## WORK INSTRUCTIONS
Rewrite the stretch of lines from the start through the line containing "box: [192, 101, 298, 212]" as a Markdown table with the columns Row and Line, skipping blank lines and leaving out the pictures.

## THE INPUT
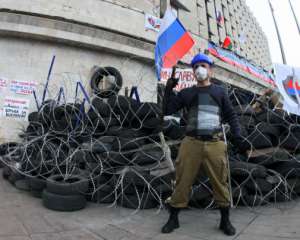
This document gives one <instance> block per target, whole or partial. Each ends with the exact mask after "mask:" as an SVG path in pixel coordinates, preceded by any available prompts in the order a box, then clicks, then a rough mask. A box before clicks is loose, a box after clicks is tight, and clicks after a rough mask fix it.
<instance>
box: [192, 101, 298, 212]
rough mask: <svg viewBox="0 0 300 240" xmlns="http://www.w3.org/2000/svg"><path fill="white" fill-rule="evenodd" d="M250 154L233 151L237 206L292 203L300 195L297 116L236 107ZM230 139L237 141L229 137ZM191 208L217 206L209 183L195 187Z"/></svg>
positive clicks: (192, 199) (234, 185)
mask: <svg viewBox="0 0 300 240" xmlns="http://www.w3.org/2000/svg"><path fill="white" fill-rule="evenodd" d="M235 109H236V112H237V114H238V116H239V120H240V123H241V127H242V134H243V137H244V138H245V139H246V141H247V144H248V145H249V152H248V154H243V155H242V154H240V153H238V152H237V151H236V149H234V147H232V148H230V149H231V150H230V151H229V163H230V172H231V187H232V197H233V202H234V205H242V206H250V207H252V206H260V205H265V204H268V203H274V202H283V201H291V200H293V199H295V198H296V197H297V196H299V195H300V148H299V147H300V145H299V142H300V127H299V126H300V125H299V119H298V118H297V116H294V115H288V114H287V113H286V112H284V111H282V110H275V111H273V110H271V109H269V108H267V107H265V108H264V110H263V111H261V112H259V113H256V112H255V111H254V110H253V109H252V107H251V106H250V105H249V104H247V105H237V106H236V107H235ZM227 137H228V139H229V140H232V142H233V140H234V139H233V137H232V136H231V135H230V134H228V136H227ZM191 205H193V206H196V207H210V206H213V205H214V202H213V198H212V189H211V187H210V185H209V182H208V179H205V178H204V180H203V179H202V181H199V183H197V184H195V185H194V186H193V191H192V199H191Z"/></svg>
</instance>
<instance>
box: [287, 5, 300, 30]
mask: <svg viewBox="0 0 300 240" xmlns="http://www.w3.org/2000/svg"><path fill="white" fill-rule="evenodd" d="M289 3H290V6H291V9H292V12H293V15H294V18H295V22H296V25H297V28H298V32H299V34H300V26H299V22H298V19H297V17H296V14H295V11H294V8H293V5H292V2H291V0H289Z"/></svg>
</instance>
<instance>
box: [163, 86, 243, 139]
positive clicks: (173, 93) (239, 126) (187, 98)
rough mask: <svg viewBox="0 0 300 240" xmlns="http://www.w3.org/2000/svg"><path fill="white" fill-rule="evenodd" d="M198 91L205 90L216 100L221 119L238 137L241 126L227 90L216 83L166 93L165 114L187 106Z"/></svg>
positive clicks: (211, 96)
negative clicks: (204, 86) (217, 105)
mask: <svg viewBox="0 0 300 240" xmlns="http://www.w3.org/2000/svg"><path fill="white" fill-rule="evenodd" d="M199 92H206V93H209V94H210V95H211V97H212V98H213V99H214V100H215V101H216V102H217V104H218V105H219V107H220V110H221V119H222V122H223V123H228V124H229V125H230V129H231V132H232V134H233V135H234V136H235V137H240V133H241V128H240V123H239V121H238V117H237V115H236V113H235V111H234V109H233V107H232V104H231V102H230V100H229V97H228V94H227V91H226V90H225V89H224V88H223V87H221V86H218V85H215V84H211V85H210V86H207V87H197V86H193V87H190V88H185V89H183V90H181V91H180V92H179V93H178V94H177V95H175V94H174V92H169V93H166V99H165V101H166V112H165V114H166V115H171V114H173V113H175V112H177V111H178V110H180V109H182V108H186V109H187V111H189V108H190V106H191V104H192V99H194V97H195V95H196V94H198V93H199Z"/></svg>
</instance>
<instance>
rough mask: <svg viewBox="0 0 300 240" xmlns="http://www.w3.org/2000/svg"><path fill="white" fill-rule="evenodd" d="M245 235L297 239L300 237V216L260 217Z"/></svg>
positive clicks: (278, 215) (264, 216)
mask: <svg viewBox="0 0 300 240" xmlns="http://www.w3.org/2000/svg"><path fill="white" fill-rule="evenodd" d="M244 233H248V234H251V233H256V234H261V235H267V236H274V237H285V238H297V237H299V236H300V229H299V215H295V216H293V215H292V214H290V215H283V214H282V215H273V216H271V217H270V216H259V217H258V218H257V219H256V220H255V221H254V222H253V223H252V224H251V225H250V226H248V227H247V228H246V229H245V231H244Z"/></svg>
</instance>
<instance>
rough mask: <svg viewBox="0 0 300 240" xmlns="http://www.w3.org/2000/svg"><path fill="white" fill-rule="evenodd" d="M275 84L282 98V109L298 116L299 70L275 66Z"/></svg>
mask: <svg viewBox="0 0 300 240" xmlns="http://www.w3.org/2000/svg"><path fill="white" fill-rule="evenodd" d="M275 73H276V74H275V76H276V79H275V82H276V85H277V87H278V89H279V92H280V94H281V96H282V97H283V100H284V102H283V109H284V110H286V111H288V112H289V113H293V114H296V115H299V116H300V84H299V79H300V68H293V67H291V66H288V65H283V64H275Z"/></svg>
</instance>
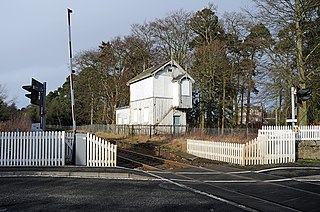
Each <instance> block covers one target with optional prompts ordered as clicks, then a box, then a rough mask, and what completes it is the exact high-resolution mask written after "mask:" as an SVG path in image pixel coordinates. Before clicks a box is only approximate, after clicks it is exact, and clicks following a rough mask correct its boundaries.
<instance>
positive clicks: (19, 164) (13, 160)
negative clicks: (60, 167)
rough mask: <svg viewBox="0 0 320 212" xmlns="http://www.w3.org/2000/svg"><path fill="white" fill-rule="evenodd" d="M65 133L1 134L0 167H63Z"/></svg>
mask: <svg viewBox="0 0 320 212" xmlns="http://www.w3.org/2000/svg"><path fill="white" fill-rule="evenodd" d="M64 164H65V133H64V132H1V134H0V166H63V165H64Z"/></svg>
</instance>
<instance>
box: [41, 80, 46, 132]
mask: <svg viewBox="0 0 320 212" xmlns="http://www.w3.org/2000/svg"><path fill="white" fill-rule="evenodd" d="M46 87H47V83H46V82H44V83H43V87H42V92H40V95H41V97H40V98H41V106H40V111H41V128H42V130H43V131H46V113H47V109H46Z"/></svg>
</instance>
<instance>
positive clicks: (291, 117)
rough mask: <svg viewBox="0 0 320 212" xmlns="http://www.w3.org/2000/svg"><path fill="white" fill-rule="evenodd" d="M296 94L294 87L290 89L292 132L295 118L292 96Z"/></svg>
mask: <svg viewBox="0 0 320 212" xmlns="http://www.w3.org/2000/svg"><path fill="white" fill-rule="evenodd" d="M295 92H296V89H295V88H294V87H291V119H292V120H291V121H292V122H291V124H292V130H294V118H295V114H294V94H295Z"/></svg>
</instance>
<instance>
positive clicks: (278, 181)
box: [262, 178, 293, 183]
mask: <svg viewBox="0 0 320 212" xmlns="http://www.w3.org/2000/svg"><path fill="white" fill-rule="evenodd" d="M291 180H293V179H292V178H282V179H276V180H263V181H262V182H265V183H274V182H285V181H291Z"/></svg>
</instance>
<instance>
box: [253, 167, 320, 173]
mask: <svg viewBox="0 0 320 212" xmlns="http://www.w3.org/2000/svg"><path fill="white" fill-rule="evenodd" d="M289 169H299V170H306V169H308V170H320V167H294V166H289V167H275V168H270V169H262V170H258V171H253V172H255V173H263V172H270V171H277V170H289Z"/></svg>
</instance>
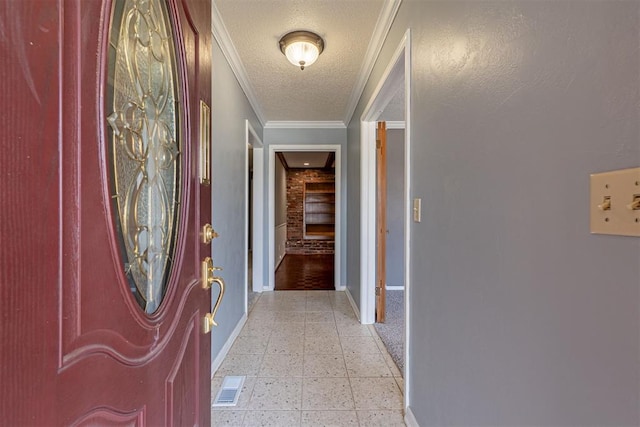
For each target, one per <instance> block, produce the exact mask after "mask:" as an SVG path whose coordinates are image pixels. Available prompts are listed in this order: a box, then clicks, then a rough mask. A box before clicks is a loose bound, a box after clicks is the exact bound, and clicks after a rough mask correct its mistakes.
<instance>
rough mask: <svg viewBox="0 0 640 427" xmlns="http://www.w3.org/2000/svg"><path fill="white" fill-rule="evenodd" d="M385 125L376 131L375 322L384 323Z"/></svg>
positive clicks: (385, 230)
mask: <svg viewBox="0 0 640 427" xmlns="http://www.w3.org/2000/svg"><path fill="white" fill-rule="evenodd" d="M386 248H387V126H386V123H385V122H378V127H377V133H376V322H377V323H384V321H385V314H386V287H385V281H386V277H387V265H386V264H387V249H386Z"/></svg>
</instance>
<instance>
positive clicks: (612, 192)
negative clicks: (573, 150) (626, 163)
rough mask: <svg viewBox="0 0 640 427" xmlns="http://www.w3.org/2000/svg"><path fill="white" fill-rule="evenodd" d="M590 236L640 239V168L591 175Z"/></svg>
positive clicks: (598, 173)
mask: <svg viewBox="0 0 640 427" xmlns="http://www.w3.org/2000/svg"><path fill="white" fill-rule="evenodd" d="M590 184H591V202H590V205H591V206H590V209H591V232H592V233H596V234H615V235H619V236H640V168H632V169H622V170H617V171H611V172H603V173H596V174H592V175H591V179H590Z"/></svg>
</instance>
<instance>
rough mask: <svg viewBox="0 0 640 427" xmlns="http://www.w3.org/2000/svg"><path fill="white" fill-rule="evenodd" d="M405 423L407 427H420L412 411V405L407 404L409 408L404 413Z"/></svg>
mask: <svg viewBox="0 0 640 427" xmlns="http://www.w3.org/2000/svg"><path fill="white" fill-rule="evenodd" d="M404 423H405V424H406V425H407V427H420V425H419V424H418V421H417V420H416V417H415V416H414V415H413V412H412V411H411V406H407V409H406V411H405V413H404Z"/></svg>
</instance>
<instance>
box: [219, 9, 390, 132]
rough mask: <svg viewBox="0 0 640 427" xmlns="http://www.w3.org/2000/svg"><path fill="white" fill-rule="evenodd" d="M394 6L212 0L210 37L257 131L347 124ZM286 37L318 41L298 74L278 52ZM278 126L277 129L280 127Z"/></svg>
mask: <svg viewBox="0 0 640 427" xmlns="http://www.w3.org/2000/svg"><path fill="white" fill-rule="evenodd" d="M399 3H400V0H214V5H213V28H214V35H215V36H216V39H217V40H218V42H219V43H220V45H221V48H222V50H223V52H224V54H225V56H226V57H227V59H228V60H229V62H230V64H231V66H232V68H233V69H234V72H235V74H236V76H237V77H238V81H239V82H240V85H241V86H242V87H243V89H244V91H245V93H246V94H247V97H248V98H249V101H250V102H251V104H252V106H253V108H254V110H255V111H256V114H257V115H258V118H259V119H260V121H261V122H262V124H263V125H266V126H274V127H277V126H280V125H285V124H286V122H324V124H325V125H326V126H331V125H335V126H344V124H345V122H348V120H350V118H351V115H352V114H353V110H354V109H355V105H356V102H357V100H358V99H359V97H360V95H361V93H362V90H363V88H364V84H365V82H366V79H367V78H368V76H369V74H370V72H371V68H372V67H373V63H374V61H375V59H376V57H377V55H378V53H379V51H380V48H381V46H382V42H383V41H384V38H385V37H386V34H387V32H388V30H389V27H390V25H391V22H392V20H393V17H394V16H395V13H396V11H397V8H398V6H399ZM294 30H310V31H314V32H316V33H317V34H319V35H320V36H322V38H323V39H324V41H325V50H324V52H323V53H322V54H321V55H320V58H318V61H317V62H316V63H315V64H313V65H311V66H309V67H307V68H305V69H304V71H302V70H300V69H299V68H297V67H295V66H293V65H291V64H290V63H289V62H288V61H287V59H286V58H285V57H284V55H283V54H282V52H280V48H279V46H278V41H279V40H280V37H282V36H283V35H284V34H286V33H288V32H290V31H294ZM283 122H285V123H283Z"/></svg>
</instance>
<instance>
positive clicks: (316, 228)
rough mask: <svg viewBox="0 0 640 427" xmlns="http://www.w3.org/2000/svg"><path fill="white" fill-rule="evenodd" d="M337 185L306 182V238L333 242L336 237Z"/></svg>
mask: <svg viewBox="0 0 640 427" xmlns="http://www.w3.org/2000/svg"><path fill="white" fill-rule="evenodd" d="M335 194H336V193H335V184H334V182H333V181H331V182H305V184H304V238H305V239H324V240H333V238H334V236H335V218H336V214H335V203H336V198H335Z"/></svg>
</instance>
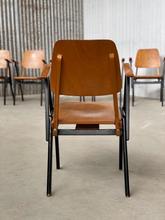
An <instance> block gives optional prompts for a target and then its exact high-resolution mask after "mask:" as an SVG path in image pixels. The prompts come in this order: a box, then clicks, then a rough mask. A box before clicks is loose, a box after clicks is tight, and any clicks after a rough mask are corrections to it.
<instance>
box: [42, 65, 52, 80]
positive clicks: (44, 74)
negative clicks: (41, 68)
mask: <svg viewBox="0 0 165 220" xmlns="http://www.w3.org/2000/svg"><path fill="white" fill-rule="evenodd" d="M50 67H51V64H45V65H44V67H43V70H42V73H41V77H42V78H43V79H44V78H47V77H49V73H50Z"/></svg>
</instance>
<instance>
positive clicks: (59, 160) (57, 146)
mask: <svg viewBox="0 0 165 220" xmlns="http://www.w3.org/2000/svg"><path fill="white" fill-rule="evenodd" d="M55 151H56V169H60V151H59V139H58V136H55Z"/></svg>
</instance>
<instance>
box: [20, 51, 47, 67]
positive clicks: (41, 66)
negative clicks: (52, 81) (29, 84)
mask: <svg viewBox="0 0 165 220" xmlns="http://www.w3.org/2000/svg"><path fill="white" fill-rule="evenodd" d="M44 59H45V55H44V51H43V50H27V51H25V52H24V53H23V57H22V67H23V68H25V69H42V68H43V66H44V62H43V60H44Z"/></svg>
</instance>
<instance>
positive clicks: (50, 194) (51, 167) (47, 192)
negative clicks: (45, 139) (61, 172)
mask: <svg viewBox="0 0 165 220" xmlns="http://www.w3.org/2000/svg"><path fill="white" fill-rule="evenodd" d="M52 140H53V131H52V129H51V132H50V135H49V141H48V164H47V196H51V194H52V151H53V148H52V147H53V142H52Z"/></svg>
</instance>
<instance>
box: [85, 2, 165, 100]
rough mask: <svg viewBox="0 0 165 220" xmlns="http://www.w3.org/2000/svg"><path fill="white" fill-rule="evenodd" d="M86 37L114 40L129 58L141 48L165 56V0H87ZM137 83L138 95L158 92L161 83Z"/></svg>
mask: <svg viewBox="0 0 165 220" xmlns="http://www.w3.org/2000/svg"><path fill="white" fill-rule="evenodd" d="M84 38H86V39H93V38H94V39H97V38H103V39H104V38H106V39H112V40H114V41H115V42H116V44H117V47H118V51H119V56H120V57H125V58H126V59H127V60H128V58H129V57H130V56H131V57H133V58H134V57H135V55H136V51H137V49H139V48H155V47H156V48H158V49H159V51H160V54H161V56H165V0H84ZM136 87H138V88H137V90H136V95H140V96H151V97H158V95H159V86H158V85H136ZM155 90H156V93H155Z"/></svg>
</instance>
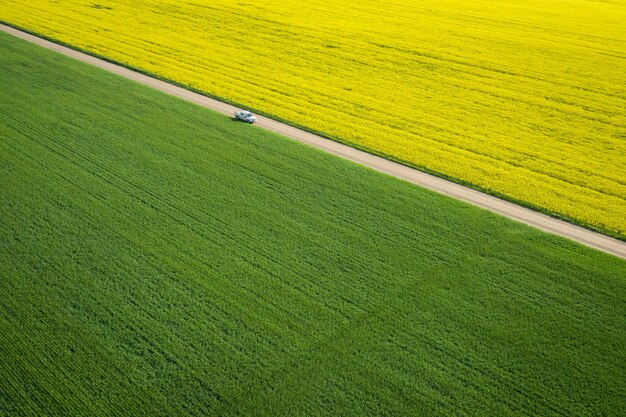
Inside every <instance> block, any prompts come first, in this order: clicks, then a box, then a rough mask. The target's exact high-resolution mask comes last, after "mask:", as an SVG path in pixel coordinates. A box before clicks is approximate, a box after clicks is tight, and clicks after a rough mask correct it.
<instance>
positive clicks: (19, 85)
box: [0, 34, 626, 416]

## ANSWER SECTION
| Row | Line |
|---|---|
| 1 | This document gives one <instance> block per target, whole or partial. Each ends with the exact mask after "mask:" as an SVG path in pixel coordinates, preceded by any available prompts in the order a box, then clicks, then a rough mask. A box before clicks is loose, a box after clicks is tight, and clicks after a rough mask fix it. |
| 2 | <instance> |
| 3 | box: [192, 101, 298, 212] |